- 书面练习 -
请把下面全部条目的各行改写成编号列表，空行不计入。

- 所给材料 -
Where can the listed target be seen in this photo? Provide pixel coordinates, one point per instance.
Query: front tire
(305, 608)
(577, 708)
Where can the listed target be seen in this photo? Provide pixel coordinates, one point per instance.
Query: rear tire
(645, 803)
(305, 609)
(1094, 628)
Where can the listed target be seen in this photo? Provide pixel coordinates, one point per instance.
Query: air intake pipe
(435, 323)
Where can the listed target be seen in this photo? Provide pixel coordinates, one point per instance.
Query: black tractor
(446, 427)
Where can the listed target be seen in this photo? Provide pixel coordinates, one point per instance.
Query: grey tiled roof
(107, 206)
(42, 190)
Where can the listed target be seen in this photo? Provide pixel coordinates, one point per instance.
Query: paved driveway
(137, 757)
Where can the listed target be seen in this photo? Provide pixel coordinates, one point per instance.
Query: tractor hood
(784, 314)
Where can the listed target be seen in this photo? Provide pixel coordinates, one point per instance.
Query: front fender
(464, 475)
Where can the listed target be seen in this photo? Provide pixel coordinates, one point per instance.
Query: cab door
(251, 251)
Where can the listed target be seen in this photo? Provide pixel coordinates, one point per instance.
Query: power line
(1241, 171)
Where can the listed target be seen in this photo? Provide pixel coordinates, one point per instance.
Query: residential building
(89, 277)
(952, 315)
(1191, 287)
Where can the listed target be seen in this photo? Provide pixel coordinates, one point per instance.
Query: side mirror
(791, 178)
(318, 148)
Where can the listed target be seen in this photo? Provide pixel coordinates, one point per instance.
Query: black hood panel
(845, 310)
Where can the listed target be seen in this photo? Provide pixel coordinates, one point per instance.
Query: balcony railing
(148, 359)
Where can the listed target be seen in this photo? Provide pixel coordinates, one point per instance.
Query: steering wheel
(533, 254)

- 任务输出 -
1. Where can the listed target be seen in this photo? Provide pixel coordinates, one point per instance.
2. Query: front tire
3. (305, 608)
4. (577, 708)
5. Where can the listed target be seen in this photo? Provide pixel coordinates, one point per instance.
6. Query: rear tire
7. (645, 803)
8. (305, 609)
9. (1094, 628)
10. Where can the listed target be seen in this photo? Provide pixel coordinates, one point per instance.
11. Query: air intake pipe
12. (435, 323)
13. Where can the listed target be seen in this photo? Provide pixel coordinates, one point per instance.
14. Query: black tractor
15. (446, 427)
16. Where can the listed target be seen in this photo? Provide pixel coordinates, one point per instance.
17. Query: grey tiled roof
18. (107, 206)
19. (42, 190)
20. Where can the listed target be seen in this photo? Provide pixel coordinates, one point per instance.
21. Query: paved driveway
22. (137, 757)
23. Where can the listed target be seen in this photo? Provide pixel coordinates, one point per instance.
24. Query: tractor hood
25. (784, 314)
26. Where can the listed target be seen in this photo? Provide pixel coordinates, one point per instance.
27. Query: front fender
28. (464, 475)
29. Where can the listed target be seen in this photo? Provide pixel coordinates, one point per instance.
30. Query: cab door
31. (251, 251)
32. Where can the listed target be seen in this photo? Provide pixel coordinates, one point per instance.
33. Query: power line
34. (1241, 171)
35. Where can the listed target be seen in this photo? Provide pixel coordinates, one point per instance.
36. Query: residential building
37. (89, 277)
38. (952, 315)
39. (1191, 287)
40. Where can the listed target be seen in this photo? Provide pixel coordinates, one point per instance.
41. Query: side mirror
42. (791, 178)
43. (318, 148)
44. Where can the listed target be seen in this photo? Provide pixel coordinates, one point per instance.
45. Query: black hood panel
46. (845, 310)
47. Where can the listed target be seen in this photo? Provide pixel coordinates, one point per instance.
48. Query: balcony railing
49. (148, 359)
50. Where can the listed target be seen in this photo? Provide pixel coordinates, one point per instance.
51. Query: steering wheel
52. (533, 254)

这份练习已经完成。